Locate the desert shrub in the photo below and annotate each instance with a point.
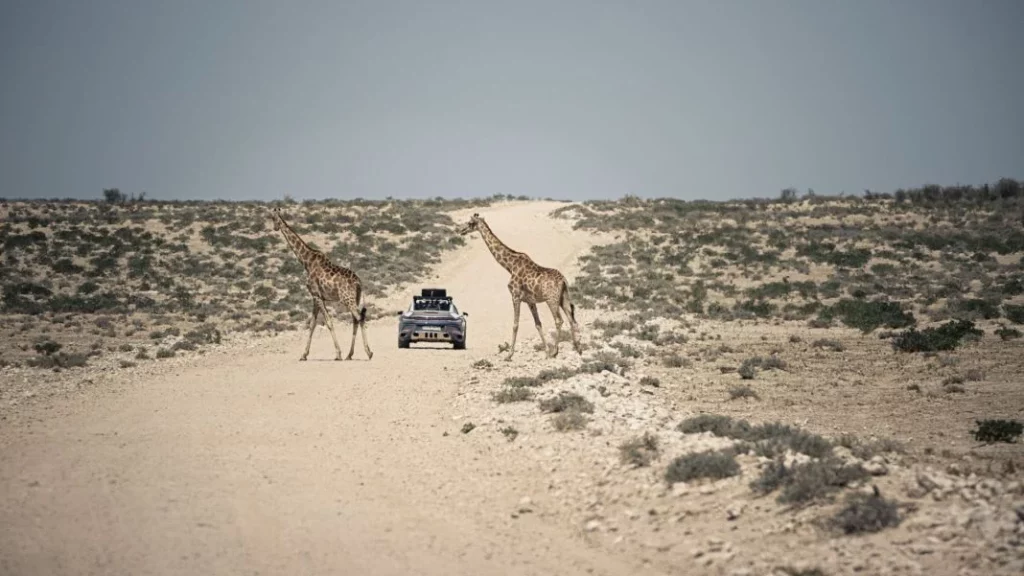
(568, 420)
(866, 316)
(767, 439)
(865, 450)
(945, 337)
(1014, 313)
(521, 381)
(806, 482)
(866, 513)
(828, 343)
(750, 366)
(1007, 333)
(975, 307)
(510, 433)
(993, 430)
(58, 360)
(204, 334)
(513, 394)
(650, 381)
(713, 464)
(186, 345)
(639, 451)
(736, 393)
********
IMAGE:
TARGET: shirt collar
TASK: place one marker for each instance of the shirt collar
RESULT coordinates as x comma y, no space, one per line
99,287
********
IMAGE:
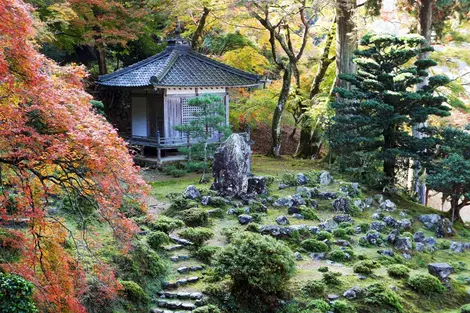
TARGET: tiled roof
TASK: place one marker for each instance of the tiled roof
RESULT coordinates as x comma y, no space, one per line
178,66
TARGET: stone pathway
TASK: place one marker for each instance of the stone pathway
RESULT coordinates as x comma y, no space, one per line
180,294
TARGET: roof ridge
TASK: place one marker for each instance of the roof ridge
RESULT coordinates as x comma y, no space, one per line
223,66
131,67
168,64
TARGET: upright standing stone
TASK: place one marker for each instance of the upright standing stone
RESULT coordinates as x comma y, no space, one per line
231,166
********
Pull out each line in the records above that contains the word "marker".

TASK: place one marker for each instance of the shirt collar
TASK: place one marker for each instance of the tiled roof
TASK: place one marker for each instance of the stone pathway
TASK: place one marker for each instance of the roof ridge
TASK: place one marker for each instance of the upright standing stone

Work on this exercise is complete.